*** Opening EXTRACTED ENTRIES ***
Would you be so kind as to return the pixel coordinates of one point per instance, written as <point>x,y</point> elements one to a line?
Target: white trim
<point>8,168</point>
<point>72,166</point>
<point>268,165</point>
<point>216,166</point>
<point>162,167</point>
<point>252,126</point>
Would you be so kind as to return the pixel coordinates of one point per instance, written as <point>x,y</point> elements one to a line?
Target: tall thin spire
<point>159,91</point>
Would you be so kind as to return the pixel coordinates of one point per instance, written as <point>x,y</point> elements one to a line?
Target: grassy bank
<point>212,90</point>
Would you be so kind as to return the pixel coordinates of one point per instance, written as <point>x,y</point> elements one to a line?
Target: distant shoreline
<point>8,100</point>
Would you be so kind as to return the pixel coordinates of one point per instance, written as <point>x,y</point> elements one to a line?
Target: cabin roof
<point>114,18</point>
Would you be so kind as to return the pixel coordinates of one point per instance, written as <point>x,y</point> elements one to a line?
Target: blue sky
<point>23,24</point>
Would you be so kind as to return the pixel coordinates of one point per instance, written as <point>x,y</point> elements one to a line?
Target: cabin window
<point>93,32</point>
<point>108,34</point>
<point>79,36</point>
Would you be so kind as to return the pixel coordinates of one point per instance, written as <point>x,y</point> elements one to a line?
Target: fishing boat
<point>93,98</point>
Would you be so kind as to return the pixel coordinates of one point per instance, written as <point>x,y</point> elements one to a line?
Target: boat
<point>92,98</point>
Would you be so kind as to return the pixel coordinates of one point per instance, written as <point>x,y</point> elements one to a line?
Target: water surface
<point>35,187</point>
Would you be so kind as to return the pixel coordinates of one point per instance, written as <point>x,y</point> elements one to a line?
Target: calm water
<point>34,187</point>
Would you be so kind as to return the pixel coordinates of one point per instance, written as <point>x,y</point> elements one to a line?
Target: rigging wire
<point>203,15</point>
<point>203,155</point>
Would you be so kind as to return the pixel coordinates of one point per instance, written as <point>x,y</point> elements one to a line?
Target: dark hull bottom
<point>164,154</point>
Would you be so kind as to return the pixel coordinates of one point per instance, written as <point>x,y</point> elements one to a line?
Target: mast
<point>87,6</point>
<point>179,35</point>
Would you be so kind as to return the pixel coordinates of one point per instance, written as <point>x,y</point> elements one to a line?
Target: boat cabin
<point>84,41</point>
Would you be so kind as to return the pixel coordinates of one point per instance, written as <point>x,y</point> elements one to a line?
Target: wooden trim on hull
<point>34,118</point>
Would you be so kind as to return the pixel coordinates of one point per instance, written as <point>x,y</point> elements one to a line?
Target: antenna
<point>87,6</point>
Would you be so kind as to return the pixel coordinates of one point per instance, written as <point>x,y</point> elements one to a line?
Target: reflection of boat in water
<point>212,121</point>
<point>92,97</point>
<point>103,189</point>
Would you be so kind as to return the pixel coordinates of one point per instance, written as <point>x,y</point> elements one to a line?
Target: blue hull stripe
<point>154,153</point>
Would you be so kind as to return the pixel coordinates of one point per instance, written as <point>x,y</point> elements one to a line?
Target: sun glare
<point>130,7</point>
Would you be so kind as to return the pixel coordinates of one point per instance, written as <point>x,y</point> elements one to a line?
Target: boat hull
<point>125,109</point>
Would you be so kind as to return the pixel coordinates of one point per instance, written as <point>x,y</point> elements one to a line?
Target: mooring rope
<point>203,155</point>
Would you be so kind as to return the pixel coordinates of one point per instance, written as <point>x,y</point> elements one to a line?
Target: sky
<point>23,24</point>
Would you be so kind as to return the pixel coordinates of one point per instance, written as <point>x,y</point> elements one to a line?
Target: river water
*** Closing EXTRACTED ENTRIES ***
YOUR INSTRUCTIONS: Retype all of the entries. Keep each one exactly as written.

ANSWER:
Would you be so kind as to return the pixel coordinates of one point per instance, written as <point>x,y</point> elements one to a line?
Target: white trim
<point>8,168</point>
<point>72,166</point>
<point>268,165</point>
<point>216,166</point>
<point>162,167</point>
<point>252,126</point>
Would you be so kind as to return the pixel coordinates of one point per instance, written as <point>x,y</point> elements one to a line?
Target: tall thin spire
<point>159,91</point>
Would you be so kind as to return the pixel coordinates of one point per instance, written as <point>x,y</point> elements one to a line?
Target: grassy bank
<point>212,90</point>
Would you be so kind as to return the pixel coordinates of one point per instance, written as <point>x,y</point> elements one to a line?
Target: distant shoreline
<point>8,100</point>
Would you be so kind as to return the pixel coordinates of one point per instance, written as <point>x,y</point> elements one to a line?
Target: cabin roof
<point>114,18</point>
Would you be so kind as to return the pixel coordinates of one point per instance, written as <point>x,y</point> elements one to a line?
Target: blue sky
<point>23,24</point>
Would you be so kind as to return the pixel coordinates of one point per instance, written as <point>x,y</point> elements one to a line?
Target: cabin window
<point>93,32</point>
<point>108,34</point>
<point>79,36</point>
Would you be so kind as to return the pixel coordinates of one point per instance, written as <point>x,y</point> elements one to a line?
Target: fishing boat
<point>93,98</point>
Would you be so kind as to return the pixel coordinates of one point per instance, written as <point>x,y</point> elements one to a line?
Target: boat
<point>92,98</point>
Would you be so kind as to return the pixel coordinates of one point per instance, written as <point>x,y</point> elements one to a line?
Target: water surface
<point>35,187</point>
Would you be so kind as to return the pixel coordinates of one point per instance, written as <point>x,y</point> elements one to a line?
Target: calm water
<point>34,187</point>
Would you be so kind as to return the pixel coordinates of one point per instance, written as <point>x,y</point> elements one to a line?
Target: rigging wire
<point>203,15</point>
<point>203,155</point>
Would you be so kind as to return the pixel coordinates of one point per instance, written as <point>x,y</point> elements one to a line?
Target: dark hull bottom
<point>164,154</point>
Would you be so kind as to return the pixel coordinates of one point per instance, written as <point>x,y</point> elements one to a line?
Target: mast
<point>87,6</point>
<point>179,35</point>
Would you be so kind as to return the pixel coordinates of one point per instance, written as <point>x,y</point> elements one to a line?
Target: boat cabin
<point>84,41</point>
Would you be so kind as to return the pixel coordinates of one point per instance, written as <point>x,y</point> elements one to a line?
Target: wooden trim on hull
<point>34,118</point>
Would you be so kind as to return the pixel coordinates of one point per instance, written as <point>x,y</point> elements one to a line?
Target: antenna
<point>87,6</point>
Would you be so kind as to return the pixel coordinates of one point per instance, written as <point>x,y</point> elements one to a line?
Target: reflection of boat in water
<point>212,121</point>
<point>92,97</point>
<point>103,189</point>
Would you be so kind as to return the pixel coordinates of one point per instance, written as <point>x,y</point> elements one to a line?
Target: blue hull stripe
<point>154,153</point>
Would you be so kind as to return the pixel coordinates of one point per instance, written as <point>x,y</point> elements one to a line?
Target: sun glare
<point>130,7</point>
Would you be so kind as to return the pixel coordinates of one point per instance, written as <point>x,y</point> elements one to a line?
Target: boat hull
<point>125,109</point>
Would you be so kind as to return the pixel coordinates of one point per instance, written as <point>x,y</point> elements one to a line?
Target: mooring rope
<point>203,155</point>
Would you be so kind as to return the pixel coordinates of one point per instance, written as <point>x,y</point> elements one to a line?
Target: sky
<point>23,24</point>
Would you be so kind as to return the pixel coordinates of one point per instance, written as <point>x,y</point> elements one to a line?
Target: river water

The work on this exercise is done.